**Record extracts**
BEGIN

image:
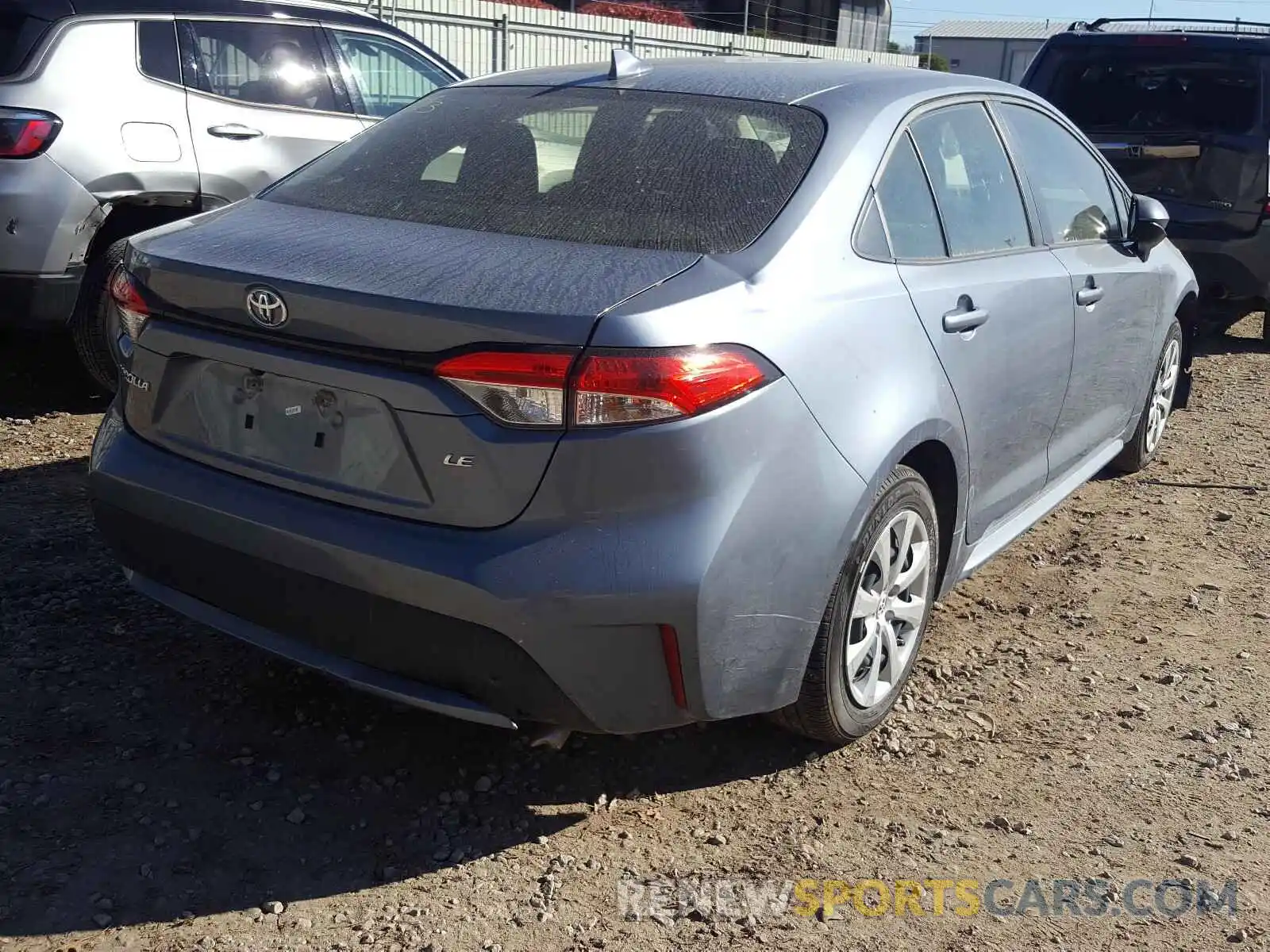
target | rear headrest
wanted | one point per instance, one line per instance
(502, 162)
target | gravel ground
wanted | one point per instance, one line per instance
(1087, 706)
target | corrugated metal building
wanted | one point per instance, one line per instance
(994, 48)
(864, 25)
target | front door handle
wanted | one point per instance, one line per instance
(1090, 295)
(965, 317)
(234, 131)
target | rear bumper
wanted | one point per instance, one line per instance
(1238, 268)
(550, 619)
(37, 301)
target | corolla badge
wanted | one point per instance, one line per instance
(266, 308)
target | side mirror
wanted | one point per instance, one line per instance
(1149, 221)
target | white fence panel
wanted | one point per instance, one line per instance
(480, 37)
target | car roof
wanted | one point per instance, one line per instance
(1191, 32)
(759, 78)
(222, 8)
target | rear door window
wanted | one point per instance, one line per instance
(975, 184)
(387, 75)
(260, 63)
(629, 168)
(19, 33)
(908, 207)
(156, 48)
(1162, 89)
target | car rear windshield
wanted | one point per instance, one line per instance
(601, 167)
(1157, 89)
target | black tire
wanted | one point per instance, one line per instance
(93, 325)
(826, 710)
(1137, 455)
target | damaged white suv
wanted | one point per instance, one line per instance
(117, 116)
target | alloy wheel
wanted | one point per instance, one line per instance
(888, 609)
(1162, 395)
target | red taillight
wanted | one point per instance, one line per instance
(605, 389)
(133, 308)
(25, 133)
(645, 387)
(522, 389)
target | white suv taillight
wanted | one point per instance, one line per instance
(25, 133)
(605, 389)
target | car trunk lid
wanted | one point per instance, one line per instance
(338, 401)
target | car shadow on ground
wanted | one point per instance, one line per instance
(40, 374)
(1212, 344)
(150, 767)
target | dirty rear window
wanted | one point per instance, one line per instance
(603, 167)
(1157, 89)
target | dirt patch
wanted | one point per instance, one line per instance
(1090, 706)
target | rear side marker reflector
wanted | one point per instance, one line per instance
(605, 389)
(673, 664)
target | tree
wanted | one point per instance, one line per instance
(645, 12)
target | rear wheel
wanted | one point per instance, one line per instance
(1160, 404)
(876, 621)
(93, 327)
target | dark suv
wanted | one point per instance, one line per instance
(1179, 108)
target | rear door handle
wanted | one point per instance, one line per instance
(234, 131)
(1089, 296)
(965, 317)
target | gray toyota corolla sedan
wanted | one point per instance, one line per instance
(616, 397)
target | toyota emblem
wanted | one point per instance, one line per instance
(266, 308)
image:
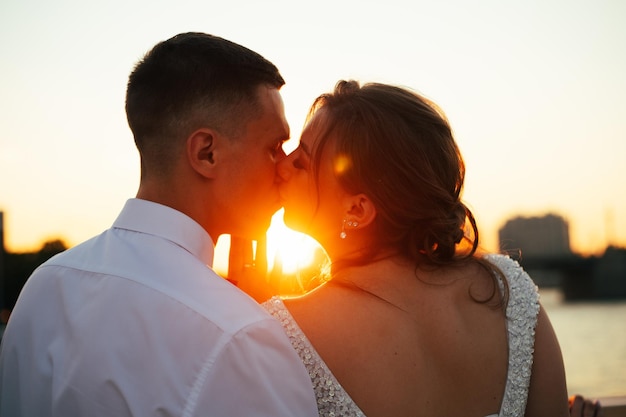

END

**What you will do**
For every line of the records that has the word "toyota" in it, make a copy.

**Answer box**
target | gray toyota corolla sedan
target | toyota emblem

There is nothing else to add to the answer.